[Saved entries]
▼▼▼
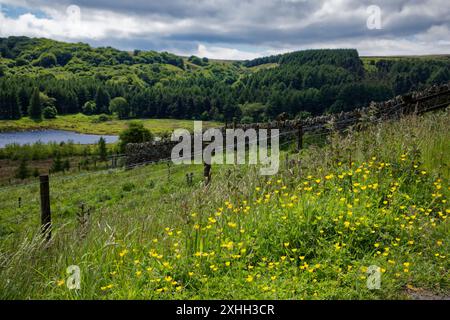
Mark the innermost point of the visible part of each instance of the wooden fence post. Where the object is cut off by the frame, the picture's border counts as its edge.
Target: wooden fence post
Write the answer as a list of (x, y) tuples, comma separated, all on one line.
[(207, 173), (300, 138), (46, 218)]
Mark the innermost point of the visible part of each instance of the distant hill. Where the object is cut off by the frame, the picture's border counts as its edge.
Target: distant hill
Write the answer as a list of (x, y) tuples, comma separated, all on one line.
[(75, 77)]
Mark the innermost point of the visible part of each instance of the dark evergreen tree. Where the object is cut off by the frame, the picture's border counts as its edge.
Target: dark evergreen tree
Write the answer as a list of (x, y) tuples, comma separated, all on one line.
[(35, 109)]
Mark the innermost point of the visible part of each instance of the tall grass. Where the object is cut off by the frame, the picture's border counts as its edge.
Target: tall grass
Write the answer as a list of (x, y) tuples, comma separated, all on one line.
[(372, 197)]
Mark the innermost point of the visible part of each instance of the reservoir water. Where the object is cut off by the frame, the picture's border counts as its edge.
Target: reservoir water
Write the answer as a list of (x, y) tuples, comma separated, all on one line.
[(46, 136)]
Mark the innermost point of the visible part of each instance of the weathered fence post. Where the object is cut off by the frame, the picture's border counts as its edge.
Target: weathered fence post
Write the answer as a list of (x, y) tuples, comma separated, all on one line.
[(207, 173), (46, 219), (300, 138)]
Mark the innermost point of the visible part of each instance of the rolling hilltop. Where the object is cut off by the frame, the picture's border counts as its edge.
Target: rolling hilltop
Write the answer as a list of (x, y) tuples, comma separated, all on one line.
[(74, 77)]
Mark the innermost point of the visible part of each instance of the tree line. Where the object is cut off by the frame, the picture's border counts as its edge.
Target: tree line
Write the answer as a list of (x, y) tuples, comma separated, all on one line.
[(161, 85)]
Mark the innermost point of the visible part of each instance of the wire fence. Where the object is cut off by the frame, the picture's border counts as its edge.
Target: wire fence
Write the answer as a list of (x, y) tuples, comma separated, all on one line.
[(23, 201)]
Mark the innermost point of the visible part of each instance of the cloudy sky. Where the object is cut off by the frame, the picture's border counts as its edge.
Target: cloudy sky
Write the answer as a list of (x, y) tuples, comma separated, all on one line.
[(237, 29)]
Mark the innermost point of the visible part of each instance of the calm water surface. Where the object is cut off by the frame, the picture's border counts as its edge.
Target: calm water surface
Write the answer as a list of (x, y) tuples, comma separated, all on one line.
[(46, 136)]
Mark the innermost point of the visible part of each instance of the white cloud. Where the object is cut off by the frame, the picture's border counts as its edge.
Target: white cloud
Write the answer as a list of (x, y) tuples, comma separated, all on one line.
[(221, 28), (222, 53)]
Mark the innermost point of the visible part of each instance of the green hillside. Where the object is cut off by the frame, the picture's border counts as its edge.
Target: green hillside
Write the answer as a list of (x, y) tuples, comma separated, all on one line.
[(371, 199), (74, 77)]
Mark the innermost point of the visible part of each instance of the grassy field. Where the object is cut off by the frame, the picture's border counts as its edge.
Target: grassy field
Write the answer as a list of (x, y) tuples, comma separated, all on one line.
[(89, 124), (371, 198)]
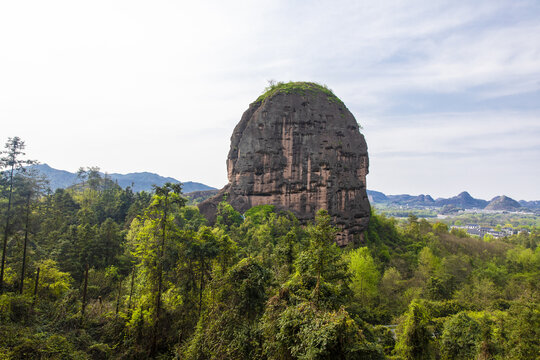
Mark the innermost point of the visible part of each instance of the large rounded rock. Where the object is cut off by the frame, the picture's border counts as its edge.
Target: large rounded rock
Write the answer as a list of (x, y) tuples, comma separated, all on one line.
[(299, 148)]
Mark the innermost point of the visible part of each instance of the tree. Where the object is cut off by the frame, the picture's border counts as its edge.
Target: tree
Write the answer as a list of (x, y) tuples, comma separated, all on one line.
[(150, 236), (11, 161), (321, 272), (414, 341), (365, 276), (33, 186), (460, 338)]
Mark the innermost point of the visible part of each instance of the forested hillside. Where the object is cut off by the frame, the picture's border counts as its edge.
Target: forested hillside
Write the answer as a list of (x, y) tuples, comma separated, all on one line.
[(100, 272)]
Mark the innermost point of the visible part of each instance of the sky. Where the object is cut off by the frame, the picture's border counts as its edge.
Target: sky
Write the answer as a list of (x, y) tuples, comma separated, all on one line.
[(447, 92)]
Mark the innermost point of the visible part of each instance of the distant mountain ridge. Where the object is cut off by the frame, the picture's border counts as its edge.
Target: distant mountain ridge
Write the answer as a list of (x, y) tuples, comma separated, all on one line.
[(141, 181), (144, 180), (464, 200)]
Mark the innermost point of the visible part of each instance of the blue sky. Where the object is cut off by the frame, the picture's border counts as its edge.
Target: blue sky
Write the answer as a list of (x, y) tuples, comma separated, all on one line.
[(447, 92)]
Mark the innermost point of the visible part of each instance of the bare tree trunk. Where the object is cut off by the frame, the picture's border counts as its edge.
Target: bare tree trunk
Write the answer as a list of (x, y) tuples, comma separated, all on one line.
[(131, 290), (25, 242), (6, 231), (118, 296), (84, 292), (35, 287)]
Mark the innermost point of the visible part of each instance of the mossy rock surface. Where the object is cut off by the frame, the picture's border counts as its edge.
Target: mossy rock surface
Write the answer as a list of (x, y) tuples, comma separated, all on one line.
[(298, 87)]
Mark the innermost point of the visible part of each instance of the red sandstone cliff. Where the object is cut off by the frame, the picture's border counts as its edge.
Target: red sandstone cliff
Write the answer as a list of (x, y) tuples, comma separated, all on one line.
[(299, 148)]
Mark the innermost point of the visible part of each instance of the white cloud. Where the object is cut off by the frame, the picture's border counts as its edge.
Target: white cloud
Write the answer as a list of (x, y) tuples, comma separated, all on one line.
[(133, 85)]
▲▲▲
▼▼▼
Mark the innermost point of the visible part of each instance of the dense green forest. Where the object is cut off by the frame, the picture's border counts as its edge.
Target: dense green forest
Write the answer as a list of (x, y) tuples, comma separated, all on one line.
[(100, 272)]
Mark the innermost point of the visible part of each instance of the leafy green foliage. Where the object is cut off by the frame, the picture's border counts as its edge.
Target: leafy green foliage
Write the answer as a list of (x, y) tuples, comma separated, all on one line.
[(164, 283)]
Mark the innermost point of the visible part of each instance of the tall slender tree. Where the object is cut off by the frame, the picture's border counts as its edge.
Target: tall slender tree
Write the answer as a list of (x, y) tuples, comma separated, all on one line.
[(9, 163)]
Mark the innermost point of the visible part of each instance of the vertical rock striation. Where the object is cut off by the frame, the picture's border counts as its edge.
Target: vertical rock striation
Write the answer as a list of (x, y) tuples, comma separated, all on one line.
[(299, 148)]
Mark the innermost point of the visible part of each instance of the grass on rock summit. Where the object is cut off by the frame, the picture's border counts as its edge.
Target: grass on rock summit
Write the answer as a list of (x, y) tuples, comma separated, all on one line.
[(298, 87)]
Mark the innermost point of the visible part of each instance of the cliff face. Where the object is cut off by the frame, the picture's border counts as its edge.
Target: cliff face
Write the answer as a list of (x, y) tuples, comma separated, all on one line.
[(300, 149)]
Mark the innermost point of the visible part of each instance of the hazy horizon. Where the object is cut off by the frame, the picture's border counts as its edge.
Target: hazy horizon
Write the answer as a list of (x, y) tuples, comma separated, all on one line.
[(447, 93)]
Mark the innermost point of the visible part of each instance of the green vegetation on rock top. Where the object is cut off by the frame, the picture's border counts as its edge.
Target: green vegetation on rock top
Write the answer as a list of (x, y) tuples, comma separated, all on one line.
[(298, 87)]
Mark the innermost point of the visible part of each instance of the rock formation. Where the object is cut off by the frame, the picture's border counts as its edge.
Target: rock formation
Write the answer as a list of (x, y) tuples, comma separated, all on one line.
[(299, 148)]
▲▲▲
▼▼▼
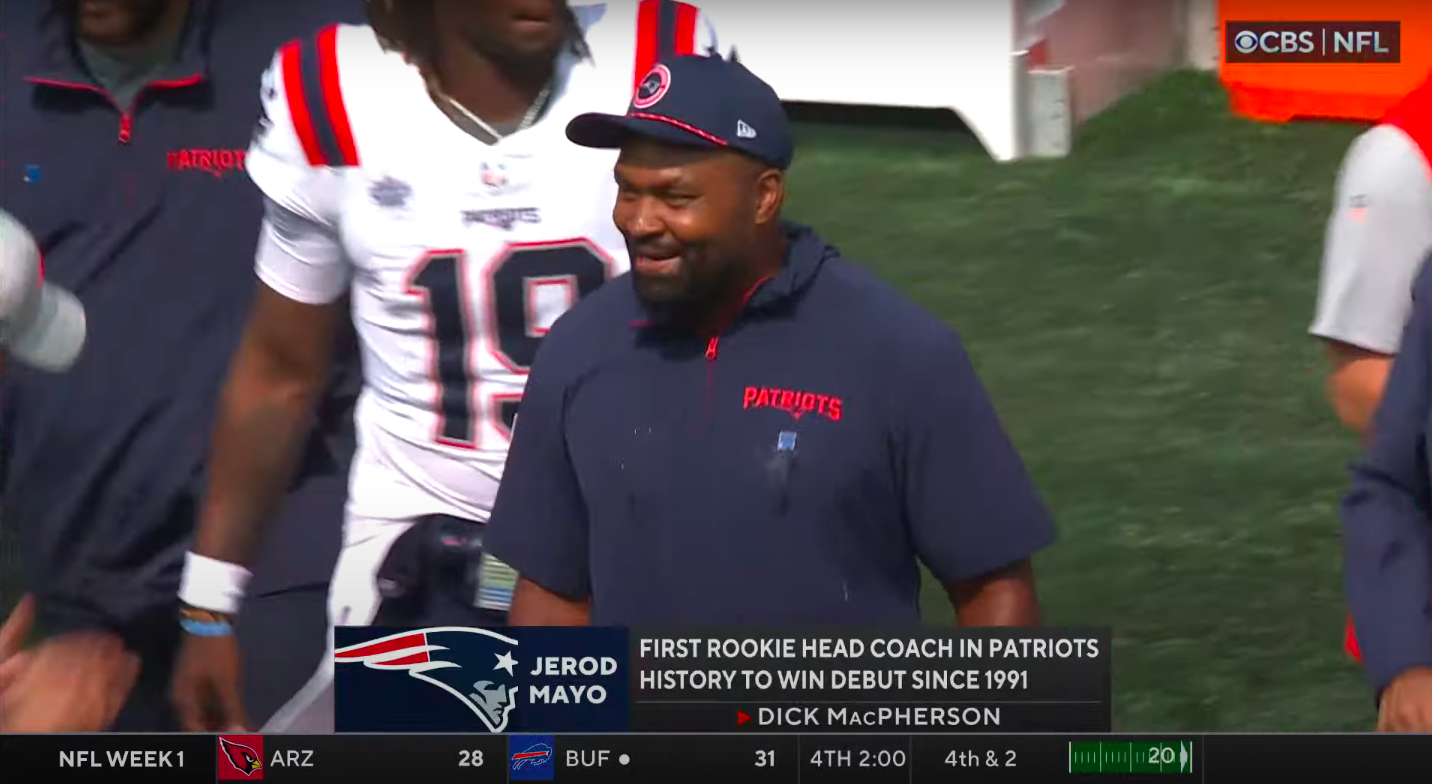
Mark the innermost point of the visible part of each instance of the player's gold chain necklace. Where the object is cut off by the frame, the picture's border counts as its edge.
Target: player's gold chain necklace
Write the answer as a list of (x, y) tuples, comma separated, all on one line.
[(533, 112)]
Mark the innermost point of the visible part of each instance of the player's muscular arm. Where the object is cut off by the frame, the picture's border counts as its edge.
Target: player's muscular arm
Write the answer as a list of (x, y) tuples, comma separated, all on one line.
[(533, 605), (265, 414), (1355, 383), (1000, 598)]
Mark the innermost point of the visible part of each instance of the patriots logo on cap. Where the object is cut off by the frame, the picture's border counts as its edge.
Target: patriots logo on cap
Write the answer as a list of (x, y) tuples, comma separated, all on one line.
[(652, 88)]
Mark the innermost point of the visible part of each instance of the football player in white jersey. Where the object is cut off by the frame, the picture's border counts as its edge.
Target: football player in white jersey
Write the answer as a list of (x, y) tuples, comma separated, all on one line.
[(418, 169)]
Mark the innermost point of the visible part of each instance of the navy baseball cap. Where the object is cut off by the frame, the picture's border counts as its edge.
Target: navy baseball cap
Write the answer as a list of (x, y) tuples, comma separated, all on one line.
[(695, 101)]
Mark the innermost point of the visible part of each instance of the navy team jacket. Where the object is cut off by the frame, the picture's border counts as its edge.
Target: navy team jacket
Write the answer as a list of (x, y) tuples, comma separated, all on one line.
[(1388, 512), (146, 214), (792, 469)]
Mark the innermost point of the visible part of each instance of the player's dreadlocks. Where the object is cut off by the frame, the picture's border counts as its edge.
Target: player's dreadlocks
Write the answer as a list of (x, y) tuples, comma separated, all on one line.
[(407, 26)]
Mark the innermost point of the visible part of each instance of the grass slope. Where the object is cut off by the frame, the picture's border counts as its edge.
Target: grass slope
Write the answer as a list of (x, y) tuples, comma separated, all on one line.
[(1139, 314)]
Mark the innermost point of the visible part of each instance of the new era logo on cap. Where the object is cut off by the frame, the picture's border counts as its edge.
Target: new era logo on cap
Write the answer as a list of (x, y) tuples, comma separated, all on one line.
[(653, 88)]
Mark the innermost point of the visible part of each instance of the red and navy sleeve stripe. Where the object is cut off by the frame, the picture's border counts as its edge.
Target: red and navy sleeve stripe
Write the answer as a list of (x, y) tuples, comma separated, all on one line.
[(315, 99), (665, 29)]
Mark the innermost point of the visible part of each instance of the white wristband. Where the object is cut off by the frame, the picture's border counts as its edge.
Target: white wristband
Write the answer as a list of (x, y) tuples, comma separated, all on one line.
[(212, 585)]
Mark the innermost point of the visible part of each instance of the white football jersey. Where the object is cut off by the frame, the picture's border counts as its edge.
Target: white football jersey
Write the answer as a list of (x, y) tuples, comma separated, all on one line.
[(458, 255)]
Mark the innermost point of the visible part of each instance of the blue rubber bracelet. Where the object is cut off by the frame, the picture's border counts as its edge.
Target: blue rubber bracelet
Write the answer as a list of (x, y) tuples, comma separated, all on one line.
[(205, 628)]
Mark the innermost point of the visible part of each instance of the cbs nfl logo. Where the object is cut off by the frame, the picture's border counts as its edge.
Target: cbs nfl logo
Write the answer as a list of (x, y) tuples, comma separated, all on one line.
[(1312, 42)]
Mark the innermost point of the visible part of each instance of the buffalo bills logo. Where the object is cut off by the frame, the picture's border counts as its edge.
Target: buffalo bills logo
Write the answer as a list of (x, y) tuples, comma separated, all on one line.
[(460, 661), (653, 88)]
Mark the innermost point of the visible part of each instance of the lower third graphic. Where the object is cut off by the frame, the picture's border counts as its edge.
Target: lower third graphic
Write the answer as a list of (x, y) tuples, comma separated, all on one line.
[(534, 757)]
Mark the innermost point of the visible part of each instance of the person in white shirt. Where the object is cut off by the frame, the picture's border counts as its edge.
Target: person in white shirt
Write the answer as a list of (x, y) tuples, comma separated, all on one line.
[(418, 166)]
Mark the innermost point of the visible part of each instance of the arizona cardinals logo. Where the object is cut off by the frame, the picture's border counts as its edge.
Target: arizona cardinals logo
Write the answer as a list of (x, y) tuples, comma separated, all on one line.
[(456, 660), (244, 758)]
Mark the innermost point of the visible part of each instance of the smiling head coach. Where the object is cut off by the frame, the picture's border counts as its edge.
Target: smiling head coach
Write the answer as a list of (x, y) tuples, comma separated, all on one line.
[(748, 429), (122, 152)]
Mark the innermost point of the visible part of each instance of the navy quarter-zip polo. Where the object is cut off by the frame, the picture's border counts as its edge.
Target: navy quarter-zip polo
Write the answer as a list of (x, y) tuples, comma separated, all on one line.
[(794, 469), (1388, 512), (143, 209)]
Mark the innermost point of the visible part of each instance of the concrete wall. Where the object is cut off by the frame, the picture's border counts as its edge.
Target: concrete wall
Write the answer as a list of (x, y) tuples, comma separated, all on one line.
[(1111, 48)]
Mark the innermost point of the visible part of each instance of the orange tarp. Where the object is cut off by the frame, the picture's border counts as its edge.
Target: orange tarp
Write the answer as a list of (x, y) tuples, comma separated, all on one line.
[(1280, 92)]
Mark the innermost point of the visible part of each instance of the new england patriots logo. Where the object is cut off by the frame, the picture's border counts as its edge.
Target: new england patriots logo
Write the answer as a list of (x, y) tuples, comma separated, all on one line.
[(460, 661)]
▲▲▲
* **Task to carry out**: Only lines containing the word "team" matter here: count them in the entries and give the number, nothing else.

* **Solution for this task**: 2